**THE RECORDS**
= = = =
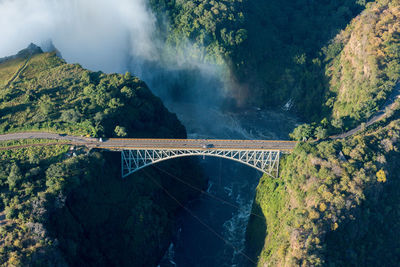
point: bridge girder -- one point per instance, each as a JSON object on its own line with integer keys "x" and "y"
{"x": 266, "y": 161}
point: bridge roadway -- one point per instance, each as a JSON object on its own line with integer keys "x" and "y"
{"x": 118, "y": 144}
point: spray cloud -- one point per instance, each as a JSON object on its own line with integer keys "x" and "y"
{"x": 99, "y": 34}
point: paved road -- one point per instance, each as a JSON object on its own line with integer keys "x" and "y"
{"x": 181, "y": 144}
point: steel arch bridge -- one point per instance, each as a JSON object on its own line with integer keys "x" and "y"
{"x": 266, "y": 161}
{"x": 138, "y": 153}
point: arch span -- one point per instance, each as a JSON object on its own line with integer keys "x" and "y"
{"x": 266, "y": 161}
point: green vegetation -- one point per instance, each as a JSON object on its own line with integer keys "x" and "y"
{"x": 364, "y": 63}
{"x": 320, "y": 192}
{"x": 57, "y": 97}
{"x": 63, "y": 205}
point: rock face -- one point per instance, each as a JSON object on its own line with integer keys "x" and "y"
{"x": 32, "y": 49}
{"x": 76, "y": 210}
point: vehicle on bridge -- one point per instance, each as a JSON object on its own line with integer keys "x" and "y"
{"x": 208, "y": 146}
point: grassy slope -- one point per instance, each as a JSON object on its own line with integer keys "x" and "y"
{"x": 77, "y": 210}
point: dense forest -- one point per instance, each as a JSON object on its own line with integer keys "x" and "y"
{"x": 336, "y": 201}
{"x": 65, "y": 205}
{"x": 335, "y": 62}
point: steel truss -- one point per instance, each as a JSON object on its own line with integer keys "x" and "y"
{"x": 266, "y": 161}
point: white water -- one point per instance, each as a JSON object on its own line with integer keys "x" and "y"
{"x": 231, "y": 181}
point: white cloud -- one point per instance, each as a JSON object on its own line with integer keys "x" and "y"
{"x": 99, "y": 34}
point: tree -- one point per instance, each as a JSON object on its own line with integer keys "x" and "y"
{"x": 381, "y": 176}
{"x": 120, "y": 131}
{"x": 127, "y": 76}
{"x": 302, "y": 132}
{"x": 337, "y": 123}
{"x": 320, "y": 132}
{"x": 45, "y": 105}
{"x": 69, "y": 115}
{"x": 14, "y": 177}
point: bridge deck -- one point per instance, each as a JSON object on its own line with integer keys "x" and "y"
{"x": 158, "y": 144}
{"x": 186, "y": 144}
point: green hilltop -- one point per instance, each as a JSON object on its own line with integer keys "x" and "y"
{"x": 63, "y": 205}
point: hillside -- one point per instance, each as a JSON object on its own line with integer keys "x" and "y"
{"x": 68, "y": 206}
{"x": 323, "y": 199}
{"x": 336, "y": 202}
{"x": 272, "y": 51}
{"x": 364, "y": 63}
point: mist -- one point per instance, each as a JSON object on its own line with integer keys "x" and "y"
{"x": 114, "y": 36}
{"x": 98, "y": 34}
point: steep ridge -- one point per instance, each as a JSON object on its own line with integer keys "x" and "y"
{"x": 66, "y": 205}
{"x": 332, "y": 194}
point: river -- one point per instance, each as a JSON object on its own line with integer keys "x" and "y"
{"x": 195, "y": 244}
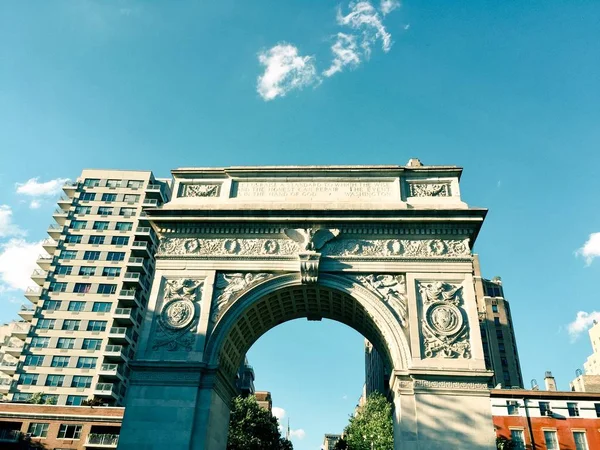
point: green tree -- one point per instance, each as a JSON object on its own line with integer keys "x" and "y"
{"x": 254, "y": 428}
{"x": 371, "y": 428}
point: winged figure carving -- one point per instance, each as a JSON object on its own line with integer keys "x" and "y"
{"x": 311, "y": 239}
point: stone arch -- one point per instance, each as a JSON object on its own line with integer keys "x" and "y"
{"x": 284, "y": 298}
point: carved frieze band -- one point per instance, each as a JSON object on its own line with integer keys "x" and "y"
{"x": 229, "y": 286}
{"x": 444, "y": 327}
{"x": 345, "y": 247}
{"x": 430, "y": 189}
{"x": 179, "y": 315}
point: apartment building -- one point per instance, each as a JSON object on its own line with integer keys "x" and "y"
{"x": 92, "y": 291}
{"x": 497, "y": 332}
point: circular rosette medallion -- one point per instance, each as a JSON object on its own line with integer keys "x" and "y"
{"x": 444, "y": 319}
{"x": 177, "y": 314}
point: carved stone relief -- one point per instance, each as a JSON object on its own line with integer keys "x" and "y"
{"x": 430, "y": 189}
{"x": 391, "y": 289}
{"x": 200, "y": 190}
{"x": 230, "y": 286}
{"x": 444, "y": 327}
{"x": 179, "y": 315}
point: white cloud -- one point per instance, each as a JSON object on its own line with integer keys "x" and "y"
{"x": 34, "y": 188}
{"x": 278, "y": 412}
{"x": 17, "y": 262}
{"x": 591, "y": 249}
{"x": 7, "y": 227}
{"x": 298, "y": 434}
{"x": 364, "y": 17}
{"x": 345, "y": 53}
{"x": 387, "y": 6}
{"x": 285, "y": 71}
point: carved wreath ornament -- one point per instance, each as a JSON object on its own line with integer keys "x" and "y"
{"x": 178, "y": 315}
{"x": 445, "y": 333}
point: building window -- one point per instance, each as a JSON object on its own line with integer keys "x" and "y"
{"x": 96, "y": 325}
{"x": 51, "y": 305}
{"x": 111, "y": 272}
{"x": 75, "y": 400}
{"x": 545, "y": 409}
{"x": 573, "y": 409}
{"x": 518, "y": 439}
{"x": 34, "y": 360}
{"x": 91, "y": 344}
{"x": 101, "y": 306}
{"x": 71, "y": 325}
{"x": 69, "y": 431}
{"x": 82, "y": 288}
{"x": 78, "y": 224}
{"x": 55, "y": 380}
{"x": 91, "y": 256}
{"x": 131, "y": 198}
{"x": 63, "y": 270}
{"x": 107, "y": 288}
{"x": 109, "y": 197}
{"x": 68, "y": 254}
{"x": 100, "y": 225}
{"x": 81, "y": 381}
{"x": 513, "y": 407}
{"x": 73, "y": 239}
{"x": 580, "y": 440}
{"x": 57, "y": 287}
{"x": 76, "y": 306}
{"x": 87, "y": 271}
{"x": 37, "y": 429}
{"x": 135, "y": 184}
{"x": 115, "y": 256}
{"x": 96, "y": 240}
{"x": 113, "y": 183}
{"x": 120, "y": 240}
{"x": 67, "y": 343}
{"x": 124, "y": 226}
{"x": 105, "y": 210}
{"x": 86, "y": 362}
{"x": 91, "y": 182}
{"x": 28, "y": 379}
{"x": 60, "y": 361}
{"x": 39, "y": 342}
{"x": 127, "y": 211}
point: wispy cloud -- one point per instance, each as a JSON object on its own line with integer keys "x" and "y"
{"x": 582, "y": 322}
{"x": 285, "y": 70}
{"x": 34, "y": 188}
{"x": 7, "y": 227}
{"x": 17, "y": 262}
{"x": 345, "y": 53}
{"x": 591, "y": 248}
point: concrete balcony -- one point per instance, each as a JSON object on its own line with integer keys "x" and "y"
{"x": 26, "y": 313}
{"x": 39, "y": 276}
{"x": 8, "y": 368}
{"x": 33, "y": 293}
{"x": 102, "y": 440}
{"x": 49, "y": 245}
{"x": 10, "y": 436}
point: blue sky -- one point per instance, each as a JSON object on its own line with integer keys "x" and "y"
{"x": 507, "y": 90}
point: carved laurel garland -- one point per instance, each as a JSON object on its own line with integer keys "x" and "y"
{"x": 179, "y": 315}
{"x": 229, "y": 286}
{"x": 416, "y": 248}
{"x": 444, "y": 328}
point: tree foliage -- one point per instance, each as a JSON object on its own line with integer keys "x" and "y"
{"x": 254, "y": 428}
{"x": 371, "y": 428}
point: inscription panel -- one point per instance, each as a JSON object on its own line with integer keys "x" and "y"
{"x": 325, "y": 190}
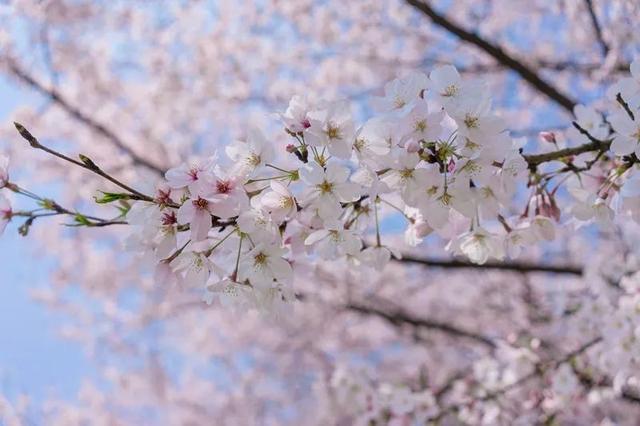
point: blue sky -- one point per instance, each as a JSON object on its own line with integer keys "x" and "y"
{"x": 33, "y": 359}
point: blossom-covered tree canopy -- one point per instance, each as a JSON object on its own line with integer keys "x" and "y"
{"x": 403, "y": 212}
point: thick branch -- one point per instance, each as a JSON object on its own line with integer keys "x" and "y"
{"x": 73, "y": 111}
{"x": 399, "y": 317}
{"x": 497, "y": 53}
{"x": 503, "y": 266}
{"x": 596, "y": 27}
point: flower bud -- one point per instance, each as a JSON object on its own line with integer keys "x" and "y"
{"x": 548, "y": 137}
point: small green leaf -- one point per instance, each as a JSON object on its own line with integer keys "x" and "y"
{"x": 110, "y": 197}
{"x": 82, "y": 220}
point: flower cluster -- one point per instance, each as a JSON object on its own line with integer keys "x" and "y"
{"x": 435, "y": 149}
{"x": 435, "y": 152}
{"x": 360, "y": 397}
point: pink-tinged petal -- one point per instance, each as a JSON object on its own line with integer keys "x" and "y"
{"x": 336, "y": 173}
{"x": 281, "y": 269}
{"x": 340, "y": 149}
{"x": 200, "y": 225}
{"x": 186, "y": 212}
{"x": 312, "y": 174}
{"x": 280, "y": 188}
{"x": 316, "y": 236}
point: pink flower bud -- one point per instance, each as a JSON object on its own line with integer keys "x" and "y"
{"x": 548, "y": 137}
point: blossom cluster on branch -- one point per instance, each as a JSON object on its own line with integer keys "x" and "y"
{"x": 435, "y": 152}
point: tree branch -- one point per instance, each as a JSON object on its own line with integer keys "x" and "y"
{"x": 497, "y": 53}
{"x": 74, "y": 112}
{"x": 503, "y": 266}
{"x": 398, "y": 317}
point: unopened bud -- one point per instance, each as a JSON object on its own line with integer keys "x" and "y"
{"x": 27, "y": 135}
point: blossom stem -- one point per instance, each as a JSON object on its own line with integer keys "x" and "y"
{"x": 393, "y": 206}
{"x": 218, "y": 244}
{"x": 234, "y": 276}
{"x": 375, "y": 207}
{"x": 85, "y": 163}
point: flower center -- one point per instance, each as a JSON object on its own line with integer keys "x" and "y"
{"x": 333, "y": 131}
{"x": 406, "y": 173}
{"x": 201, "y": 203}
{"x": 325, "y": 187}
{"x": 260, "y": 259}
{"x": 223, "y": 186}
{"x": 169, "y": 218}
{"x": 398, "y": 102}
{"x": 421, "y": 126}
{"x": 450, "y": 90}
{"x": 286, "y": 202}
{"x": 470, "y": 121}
= = = =
**EXERCISE OBJECTIVE**
Take the line that contains "point: blossom stem" and every line after it to the end of the entries above, and reproduce them exactly.

**RESULT FOR THIS EXERCISE**
point: blossom stem -- one point per instance, each as a JSON object on its own line with integer keys "x" and "y"
{"x": 393, "y": 206}
{"x": 218, "y": 244}
{"x": 234, "y": 276}
{"x": 375, "y": 207}
{"x": 85, "y": 163}
point: flower center -- one point per instance, each as a JSON object on its own line with integer keys "x" and "y"
{"x": 333, "y": 131}
{"x": 406, "y": 173}
{"x": 201, "y": 203}
{"x": 325, "y": 187}
{"x": 260, "y": 259}
{"x": 223, "y": 186}
{"x": 169, "y": 218}
{"x": 398, "y": 102}
{"x": 421, "y": 126}
{"x": 450, "y": 90}
{"x": 286, "y": 202}
{"x": 470, "y": 121}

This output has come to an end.